START STUDY MATERIAL

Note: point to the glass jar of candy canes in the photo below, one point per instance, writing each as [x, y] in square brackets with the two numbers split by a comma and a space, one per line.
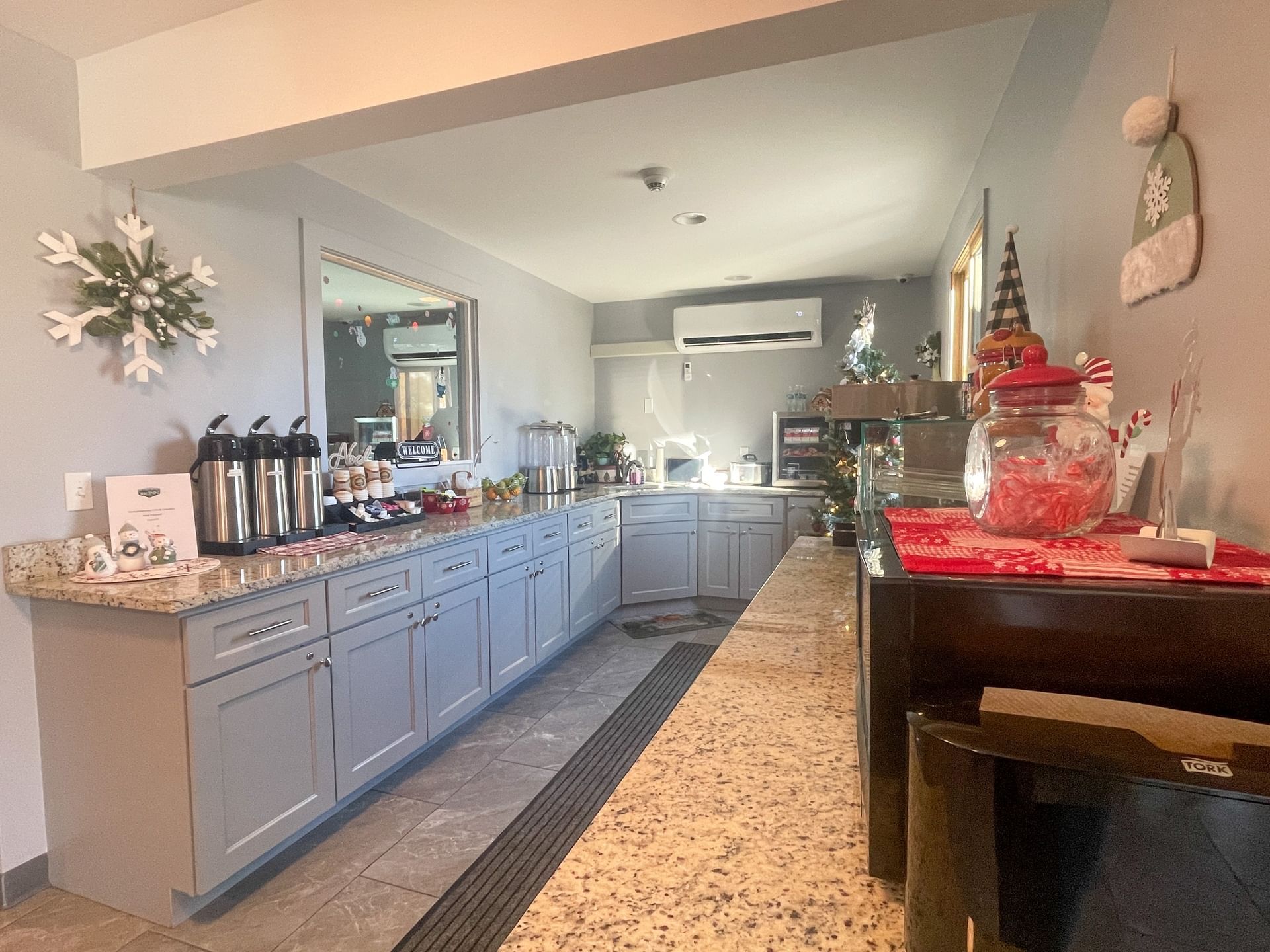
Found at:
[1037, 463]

END STUDY MATERIAL
START STUDY MATERIAL

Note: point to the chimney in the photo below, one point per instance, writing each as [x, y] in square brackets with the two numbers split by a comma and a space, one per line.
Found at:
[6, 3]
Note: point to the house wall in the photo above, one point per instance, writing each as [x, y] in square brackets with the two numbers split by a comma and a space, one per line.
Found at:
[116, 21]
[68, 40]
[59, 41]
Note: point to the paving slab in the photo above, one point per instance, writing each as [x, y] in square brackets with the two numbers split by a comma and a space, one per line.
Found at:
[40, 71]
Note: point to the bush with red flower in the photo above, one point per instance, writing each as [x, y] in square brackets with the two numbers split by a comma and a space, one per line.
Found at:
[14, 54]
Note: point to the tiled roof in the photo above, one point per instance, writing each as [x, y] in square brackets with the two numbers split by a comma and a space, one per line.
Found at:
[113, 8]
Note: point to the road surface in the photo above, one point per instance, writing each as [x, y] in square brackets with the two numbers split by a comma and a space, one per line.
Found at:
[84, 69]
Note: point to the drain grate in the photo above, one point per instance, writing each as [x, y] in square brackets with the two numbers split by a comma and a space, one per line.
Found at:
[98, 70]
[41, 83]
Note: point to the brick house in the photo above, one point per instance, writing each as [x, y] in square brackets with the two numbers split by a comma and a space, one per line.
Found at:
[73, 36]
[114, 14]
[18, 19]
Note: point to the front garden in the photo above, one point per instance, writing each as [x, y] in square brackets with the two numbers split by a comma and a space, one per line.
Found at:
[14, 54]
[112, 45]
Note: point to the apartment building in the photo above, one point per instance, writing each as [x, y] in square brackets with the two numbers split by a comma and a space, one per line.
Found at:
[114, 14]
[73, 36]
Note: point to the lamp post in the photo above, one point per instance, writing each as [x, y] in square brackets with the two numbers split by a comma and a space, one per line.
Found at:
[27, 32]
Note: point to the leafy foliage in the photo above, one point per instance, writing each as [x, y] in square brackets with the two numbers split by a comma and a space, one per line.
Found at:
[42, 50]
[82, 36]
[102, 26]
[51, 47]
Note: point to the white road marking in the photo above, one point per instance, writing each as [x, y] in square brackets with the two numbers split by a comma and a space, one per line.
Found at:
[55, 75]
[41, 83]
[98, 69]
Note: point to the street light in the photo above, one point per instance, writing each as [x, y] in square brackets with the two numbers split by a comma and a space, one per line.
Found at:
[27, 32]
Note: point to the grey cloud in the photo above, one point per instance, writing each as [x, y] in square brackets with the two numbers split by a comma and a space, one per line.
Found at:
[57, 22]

END STUDY MATERIAL

*EXERCISE OBJECTIVE*.
The answer must be a single number: the count of lines in the data that contain the word "below".

*SOLUTION TO THE PROBLEM*.
2